Extrait de page:
Jeanne est originaire d’une petite localité de la commune de Jérémie. La jeune fille de 18 ans s’est vu séparer de la maison familiale à l’âge de sept ans. Ses parents de conditions modestes l’ont envoyé chez sa marraine résidant au Centre-ville de Jérémie. Une manière pour lui assurer une meilleure enfance et une bonne éducation.
Le drame
Jeanne vit sous le toit de sa marraine. Un soir, l’adolescente, restée seule avec un fils de cette dernière, connait un drame. Avec des mots brisés, elle retrace la mésaventure de cette nuit. « Ma marraine était montée à Port-au-Prince pour passer un ou deux jours. Elle m’avait laissée seule à la maison avec son garçon. Le soir de son départ, je dormais quand j’ai senti un poids sur mon corps. Je me suis réveillée en sursaut. C’était le fils de ma marraine. Il m’a menacée de mort. Il m’a ordonné de ne pas crier. Il s’est abusé de moi », confie t-elle avec ce visage triste qui souligne la cicatrice indélébile de son existence.

Entrées fournies:
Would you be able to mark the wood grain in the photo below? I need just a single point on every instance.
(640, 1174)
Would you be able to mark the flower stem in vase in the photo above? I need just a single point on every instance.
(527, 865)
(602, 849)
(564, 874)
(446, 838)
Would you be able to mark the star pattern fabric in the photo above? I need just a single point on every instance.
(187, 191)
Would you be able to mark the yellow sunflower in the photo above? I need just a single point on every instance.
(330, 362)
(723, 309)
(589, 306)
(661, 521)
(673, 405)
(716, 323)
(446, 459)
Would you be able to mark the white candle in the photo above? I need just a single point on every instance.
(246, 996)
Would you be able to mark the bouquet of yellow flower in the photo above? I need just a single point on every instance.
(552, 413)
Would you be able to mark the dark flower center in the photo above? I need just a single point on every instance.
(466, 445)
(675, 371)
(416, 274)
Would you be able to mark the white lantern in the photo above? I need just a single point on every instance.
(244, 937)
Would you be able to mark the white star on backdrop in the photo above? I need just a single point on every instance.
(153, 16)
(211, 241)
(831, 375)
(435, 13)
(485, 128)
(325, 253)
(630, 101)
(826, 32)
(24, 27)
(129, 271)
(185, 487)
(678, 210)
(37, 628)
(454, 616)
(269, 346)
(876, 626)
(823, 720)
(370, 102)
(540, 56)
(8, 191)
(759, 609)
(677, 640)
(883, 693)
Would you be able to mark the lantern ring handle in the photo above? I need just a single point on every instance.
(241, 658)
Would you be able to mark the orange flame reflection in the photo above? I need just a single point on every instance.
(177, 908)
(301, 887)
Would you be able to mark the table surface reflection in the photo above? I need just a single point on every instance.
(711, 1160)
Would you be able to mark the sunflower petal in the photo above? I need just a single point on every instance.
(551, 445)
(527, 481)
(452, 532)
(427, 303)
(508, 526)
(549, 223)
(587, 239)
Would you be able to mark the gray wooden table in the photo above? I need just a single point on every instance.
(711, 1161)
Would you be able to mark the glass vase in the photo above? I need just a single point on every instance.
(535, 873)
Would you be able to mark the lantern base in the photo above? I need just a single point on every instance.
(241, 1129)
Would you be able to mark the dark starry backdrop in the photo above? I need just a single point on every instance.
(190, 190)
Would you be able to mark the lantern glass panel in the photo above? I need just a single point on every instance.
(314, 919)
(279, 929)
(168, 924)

Série de consignes:
(a) Reproduisez l'extrait de page, depuis « Jeanne est originaire » jusqu'à « une bonne éducation. ».
(b) Répondez brièvement aux questions suivantes d'après l'extrait de page.
(i) À quel âge Jeanne a-t-elle été séparée de la maison familiale ?
(ii) Où réside la marraine de Jeanne ?
(iii) Dans quelle ville la marraine s'était-elle rendue pour un ou deux jours ?

Réponses par consigne:
(a)
Jeanne est originaire d’une petite localité de la commune de Jérémie. La jeune fille de 18 ans s’est vu séparer de la maison familiale à l’âge de sept ans. Ses parents de conditions modestes l’ont envoyé chez sa marraine résidant au Centre-ville de Jérémie. Une manière pour lui assurer une meilleure enfance et une bonne éducation.

(b)
(i) À l'âge de sept ans.
(ii) Au Centre-ville de Jérémie.
(iii) À Port-au-Prince.